• Tasks to complete:
1. Retype the part of the article on the PTSD damages award that opens with the words containing "I am satisfied" and closes with "motor vehicle accident.", keeping every character unchanged.
2. Continue the article on the $90,000 award for chronic PTSD from where it stops.

• Text for analysis:
:::
$90,000 Non-Pecuniary Assessment for Chronic PTSD
Reasons for judgement were released last week by the BC Supreme Court, Vancouver Registry, assessing damages for chronic psychological difficulties which arose as a result of a collision.
In last week’s case (Foubert v. Song) the Plaintiff was injured in 2007 collision caused by the Defendant. The Plaintiff was 60 years old at the time and 65 years old at the time of trial. The collision caused some soft tissue injuries which made a good recovery. Unfortunately the collision also caused Post Traumatic Stress Disorder which continued to affect her at the time of trial and led to her early retirement. In assessing non-pecuniary damages at $90,000 Mr. Justice Punnett provided the following reasons:
 The evidence of the plaintiff’s co-workers, son and friends indicates that the plaintiff, prior to the accident, was a high energy and enthusiastic teacher and that those traits carried through into her day to day life. They have all had the opportunity to observe and deal with her both before and after the accident.
 I am satisfied that as a result of the accident the plaintiff has gone from an independent, energetic teacher with an active and varied social life to an individual who is no longer able to work as a teacher, particularly of young children, who can no longer tolerate large groups nor the over stimulation of a variety of social situations. Her intention to keep working past 65 years of age has been thwarted as a result of this motor vehicle accident.
:::
• Data for review:

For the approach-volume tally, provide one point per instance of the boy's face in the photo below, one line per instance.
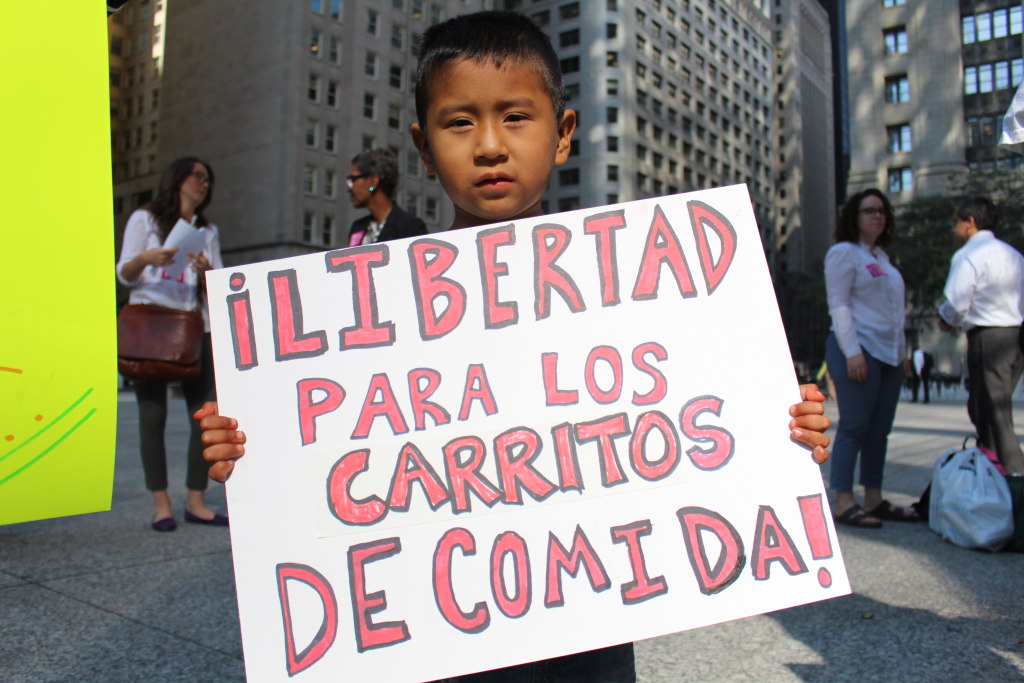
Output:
:::
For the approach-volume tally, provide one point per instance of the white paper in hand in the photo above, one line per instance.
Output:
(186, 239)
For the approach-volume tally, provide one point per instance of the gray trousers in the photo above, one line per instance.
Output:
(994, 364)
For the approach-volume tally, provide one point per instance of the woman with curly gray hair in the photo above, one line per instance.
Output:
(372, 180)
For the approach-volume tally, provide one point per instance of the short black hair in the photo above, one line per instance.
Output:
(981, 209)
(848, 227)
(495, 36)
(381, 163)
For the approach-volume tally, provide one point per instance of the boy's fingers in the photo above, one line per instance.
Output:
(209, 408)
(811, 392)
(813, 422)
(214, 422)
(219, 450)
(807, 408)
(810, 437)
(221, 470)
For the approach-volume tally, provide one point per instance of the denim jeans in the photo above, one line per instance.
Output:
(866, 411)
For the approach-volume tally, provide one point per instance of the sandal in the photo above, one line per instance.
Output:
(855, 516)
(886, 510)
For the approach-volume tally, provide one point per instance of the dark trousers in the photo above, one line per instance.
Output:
:::
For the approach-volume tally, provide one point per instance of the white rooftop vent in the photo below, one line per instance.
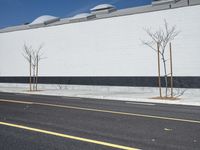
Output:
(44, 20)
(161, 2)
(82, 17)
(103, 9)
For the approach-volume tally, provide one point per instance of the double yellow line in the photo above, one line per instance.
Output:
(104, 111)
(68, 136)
:::
• Task-by-task results:
1.
I am satisfied that as a result of the accident the plaintiff has gone from an independent, energetic teacher with an active and varied social life to an individual who is no longer able to work as a teacher, particularly of young children, who can no longer tolerate large groups nor the over stimulation of a variety of social situations. Her intention to keep working past 65 years of age has been thwarted as a result of this motor vehicle accident.

2.
 Given the age of the plaintiff and the fact that it is now 5 years after the accident I am satisfied that the plaintiff while having recovered from the soft tissue injuries and to a certain extent from the PTSD has not, as noted by Dr. Shane completely recovered. Her present and future level of recovery is evidenced by Dr. Shane’s opinion that her status occupationally is unlikely to change and that she remains unable to return to teaching art.
 Having observed the plaintiff, her evidence of the effect of the accident and the corroborating evidence of the lay witnesses, as well as the medical evidence, I am satisfied that the plaintiff will not return to employment.
 Taking into account the evidence in this case as well as the authorities cited I am satisfied that an appropriate award for pain and suffering and a modest amount for loss of housekeeping is $90,000.
 Given my findings with respect to the pre-accident complaints there shall be no reduction for them.